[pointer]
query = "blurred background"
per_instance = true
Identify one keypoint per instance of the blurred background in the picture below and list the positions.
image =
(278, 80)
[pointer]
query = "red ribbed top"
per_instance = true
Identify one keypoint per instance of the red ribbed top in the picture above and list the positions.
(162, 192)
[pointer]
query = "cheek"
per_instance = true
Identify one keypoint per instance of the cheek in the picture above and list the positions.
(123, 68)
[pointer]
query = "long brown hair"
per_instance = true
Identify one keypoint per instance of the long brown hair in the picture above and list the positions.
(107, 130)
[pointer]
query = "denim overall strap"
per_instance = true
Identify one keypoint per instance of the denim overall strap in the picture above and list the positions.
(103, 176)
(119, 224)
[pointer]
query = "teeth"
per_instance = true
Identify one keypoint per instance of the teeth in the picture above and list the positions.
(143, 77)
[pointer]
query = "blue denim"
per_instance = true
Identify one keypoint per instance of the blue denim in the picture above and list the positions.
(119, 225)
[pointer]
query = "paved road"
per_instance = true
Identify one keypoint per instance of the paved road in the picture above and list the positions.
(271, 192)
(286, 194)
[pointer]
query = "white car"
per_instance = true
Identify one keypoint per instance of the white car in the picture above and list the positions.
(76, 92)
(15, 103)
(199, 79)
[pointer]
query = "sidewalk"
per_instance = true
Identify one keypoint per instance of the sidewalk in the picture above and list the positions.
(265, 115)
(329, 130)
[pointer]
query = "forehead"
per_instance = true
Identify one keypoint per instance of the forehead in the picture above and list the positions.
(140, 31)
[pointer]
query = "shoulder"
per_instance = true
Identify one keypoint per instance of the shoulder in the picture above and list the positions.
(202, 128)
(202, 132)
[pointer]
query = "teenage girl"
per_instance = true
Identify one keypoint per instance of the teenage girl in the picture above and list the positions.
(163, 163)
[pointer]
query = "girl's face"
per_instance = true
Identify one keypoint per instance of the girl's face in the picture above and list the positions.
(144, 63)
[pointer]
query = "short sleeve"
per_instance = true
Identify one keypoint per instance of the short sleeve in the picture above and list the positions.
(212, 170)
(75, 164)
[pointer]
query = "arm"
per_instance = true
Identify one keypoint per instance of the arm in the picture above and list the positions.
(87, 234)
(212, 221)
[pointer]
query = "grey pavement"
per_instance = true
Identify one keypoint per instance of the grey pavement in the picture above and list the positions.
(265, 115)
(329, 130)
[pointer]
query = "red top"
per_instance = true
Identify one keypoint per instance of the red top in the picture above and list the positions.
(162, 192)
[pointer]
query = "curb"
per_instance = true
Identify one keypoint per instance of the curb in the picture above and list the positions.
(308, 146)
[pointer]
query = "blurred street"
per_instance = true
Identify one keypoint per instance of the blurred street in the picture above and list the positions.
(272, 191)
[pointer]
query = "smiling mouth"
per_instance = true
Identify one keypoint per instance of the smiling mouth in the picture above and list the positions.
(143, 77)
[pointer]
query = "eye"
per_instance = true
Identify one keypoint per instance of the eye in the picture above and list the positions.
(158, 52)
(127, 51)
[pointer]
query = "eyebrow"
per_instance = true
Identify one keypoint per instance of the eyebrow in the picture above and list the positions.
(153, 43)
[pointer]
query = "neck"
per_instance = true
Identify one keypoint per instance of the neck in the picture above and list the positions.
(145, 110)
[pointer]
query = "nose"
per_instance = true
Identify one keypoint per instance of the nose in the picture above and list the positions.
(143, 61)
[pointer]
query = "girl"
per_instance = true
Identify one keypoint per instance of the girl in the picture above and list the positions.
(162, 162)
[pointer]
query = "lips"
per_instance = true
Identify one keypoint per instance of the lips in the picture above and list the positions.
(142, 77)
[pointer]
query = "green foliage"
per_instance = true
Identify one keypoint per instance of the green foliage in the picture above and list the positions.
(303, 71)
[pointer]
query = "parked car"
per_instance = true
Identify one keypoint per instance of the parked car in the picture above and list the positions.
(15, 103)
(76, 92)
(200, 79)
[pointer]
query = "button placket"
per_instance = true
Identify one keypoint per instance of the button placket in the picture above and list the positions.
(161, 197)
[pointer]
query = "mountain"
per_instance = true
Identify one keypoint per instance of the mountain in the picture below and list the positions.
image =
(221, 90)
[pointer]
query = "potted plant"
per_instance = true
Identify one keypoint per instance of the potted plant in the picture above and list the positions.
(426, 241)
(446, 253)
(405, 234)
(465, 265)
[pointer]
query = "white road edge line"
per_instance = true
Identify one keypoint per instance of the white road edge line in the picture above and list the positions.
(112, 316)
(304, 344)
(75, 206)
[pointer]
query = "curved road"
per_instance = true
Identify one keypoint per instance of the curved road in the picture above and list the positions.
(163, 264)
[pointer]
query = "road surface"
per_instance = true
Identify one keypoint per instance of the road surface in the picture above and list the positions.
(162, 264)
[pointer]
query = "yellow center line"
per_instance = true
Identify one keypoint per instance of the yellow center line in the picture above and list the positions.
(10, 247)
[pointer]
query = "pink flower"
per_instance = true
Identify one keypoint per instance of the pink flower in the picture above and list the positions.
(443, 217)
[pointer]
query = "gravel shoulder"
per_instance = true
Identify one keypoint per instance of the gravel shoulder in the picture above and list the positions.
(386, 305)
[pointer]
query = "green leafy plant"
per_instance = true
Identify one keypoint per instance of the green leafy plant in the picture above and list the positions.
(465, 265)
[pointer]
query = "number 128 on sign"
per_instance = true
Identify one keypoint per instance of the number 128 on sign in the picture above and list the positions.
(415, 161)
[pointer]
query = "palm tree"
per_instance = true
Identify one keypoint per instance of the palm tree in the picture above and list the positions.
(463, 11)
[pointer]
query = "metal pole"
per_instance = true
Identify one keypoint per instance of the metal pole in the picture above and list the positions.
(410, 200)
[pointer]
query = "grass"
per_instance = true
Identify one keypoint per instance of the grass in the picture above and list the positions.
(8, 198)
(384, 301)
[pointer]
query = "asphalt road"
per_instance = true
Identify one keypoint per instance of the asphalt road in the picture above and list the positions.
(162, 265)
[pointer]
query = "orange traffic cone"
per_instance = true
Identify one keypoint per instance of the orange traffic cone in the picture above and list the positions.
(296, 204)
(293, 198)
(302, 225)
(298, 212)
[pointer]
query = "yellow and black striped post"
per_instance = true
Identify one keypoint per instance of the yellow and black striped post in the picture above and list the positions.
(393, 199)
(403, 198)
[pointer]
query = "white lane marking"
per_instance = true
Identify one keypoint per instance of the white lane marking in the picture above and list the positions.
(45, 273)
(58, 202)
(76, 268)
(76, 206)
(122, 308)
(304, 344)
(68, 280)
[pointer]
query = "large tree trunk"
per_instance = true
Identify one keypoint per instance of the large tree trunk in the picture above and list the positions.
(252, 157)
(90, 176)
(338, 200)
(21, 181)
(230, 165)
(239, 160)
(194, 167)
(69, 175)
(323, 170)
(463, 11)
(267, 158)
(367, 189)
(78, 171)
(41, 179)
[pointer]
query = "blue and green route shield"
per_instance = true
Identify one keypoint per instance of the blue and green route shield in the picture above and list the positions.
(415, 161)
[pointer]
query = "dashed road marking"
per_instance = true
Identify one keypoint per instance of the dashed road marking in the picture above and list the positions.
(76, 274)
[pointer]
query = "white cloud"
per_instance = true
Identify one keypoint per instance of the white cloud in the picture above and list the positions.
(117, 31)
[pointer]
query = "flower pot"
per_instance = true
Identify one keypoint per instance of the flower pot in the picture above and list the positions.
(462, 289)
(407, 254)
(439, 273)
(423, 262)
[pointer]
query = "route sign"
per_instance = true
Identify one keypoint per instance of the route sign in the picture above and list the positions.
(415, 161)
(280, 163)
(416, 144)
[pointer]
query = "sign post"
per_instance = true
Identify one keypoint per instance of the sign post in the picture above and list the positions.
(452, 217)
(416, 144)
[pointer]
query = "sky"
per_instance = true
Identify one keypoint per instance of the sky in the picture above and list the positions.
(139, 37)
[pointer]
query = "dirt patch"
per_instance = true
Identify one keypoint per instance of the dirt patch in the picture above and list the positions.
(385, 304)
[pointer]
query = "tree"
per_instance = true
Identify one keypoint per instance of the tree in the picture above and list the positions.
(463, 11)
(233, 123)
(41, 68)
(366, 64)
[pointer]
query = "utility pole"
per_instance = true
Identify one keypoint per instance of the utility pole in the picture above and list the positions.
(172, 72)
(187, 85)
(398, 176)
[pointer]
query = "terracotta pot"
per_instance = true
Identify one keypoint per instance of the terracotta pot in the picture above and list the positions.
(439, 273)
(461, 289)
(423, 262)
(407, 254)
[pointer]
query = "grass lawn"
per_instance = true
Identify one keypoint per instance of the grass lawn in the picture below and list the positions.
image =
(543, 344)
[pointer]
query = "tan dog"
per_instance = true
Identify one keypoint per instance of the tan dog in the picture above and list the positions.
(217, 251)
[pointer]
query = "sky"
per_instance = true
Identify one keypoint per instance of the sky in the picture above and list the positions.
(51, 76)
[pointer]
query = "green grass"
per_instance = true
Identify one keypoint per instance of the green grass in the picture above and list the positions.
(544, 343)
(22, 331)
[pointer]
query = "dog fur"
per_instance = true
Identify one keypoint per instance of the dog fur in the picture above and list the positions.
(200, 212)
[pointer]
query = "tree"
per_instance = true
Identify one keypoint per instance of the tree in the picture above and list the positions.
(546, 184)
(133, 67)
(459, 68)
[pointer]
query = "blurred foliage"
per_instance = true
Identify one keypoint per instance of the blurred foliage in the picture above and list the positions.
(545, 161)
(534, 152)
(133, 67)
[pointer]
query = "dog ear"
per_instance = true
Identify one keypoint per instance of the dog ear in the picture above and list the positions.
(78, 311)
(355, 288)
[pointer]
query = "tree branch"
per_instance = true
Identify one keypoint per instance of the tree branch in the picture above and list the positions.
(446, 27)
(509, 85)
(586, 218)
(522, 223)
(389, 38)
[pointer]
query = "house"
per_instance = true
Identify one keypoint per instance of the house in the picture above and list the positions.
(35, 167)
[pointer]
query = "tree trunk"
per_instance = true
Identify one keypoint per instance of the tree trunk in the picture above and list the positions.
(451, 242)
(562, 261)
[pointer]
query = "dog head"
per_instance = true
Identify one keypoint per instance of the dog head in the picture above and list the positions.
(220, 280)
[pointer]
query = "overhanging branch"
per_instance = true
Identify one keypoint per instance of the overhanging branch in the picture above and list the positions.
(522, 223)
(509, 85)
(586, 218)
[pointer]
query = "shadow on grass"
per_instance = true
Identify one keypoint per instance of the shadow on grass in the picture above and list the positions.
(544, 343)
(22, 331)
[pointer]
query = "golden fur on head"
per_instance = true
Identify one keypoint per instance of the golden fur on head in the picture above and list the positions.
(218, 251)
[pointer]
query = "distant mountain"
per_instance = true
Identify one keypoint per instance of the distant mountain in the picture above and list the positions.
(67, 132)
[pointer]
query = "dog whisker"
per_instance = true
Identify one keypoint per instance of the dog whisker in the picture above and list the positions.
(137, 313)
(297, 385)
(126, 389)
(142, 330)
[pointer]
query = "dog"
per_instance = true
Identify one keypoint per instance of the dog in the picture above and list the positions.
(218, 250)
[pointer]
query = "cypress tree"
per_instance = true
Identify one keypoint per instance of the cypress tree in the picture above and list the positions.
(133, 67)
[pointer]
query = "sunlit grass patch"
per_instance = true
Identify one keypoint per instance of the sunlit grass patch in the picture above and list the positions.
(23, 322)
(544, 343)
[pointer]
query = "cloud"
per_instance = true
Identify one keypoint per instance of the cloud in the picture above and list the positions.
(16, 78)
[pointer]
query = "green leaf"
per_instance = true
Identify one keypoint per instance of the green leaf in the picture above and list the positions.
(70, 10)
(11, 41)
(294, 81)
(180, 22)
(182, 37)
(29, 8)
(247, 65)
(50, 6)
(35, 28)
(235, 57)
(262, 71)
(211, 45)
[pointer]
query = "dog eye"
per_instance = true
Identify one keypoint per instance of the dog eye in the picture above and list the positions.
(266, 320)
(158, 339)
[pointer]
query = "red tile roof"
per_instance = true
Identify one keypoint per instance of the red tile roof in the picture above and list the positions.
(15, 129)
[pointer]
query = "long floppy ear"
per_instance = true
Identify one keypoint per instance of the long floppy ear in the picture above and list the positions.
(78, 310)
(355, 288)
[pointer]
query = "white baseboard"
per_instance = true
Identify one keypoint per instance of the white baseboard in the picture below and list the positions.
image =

REQUIRED TASK →
Count the lines in the entries above that contain the word "long". Reply with the number alone.

ANSWER TO THE PROBLEM →
4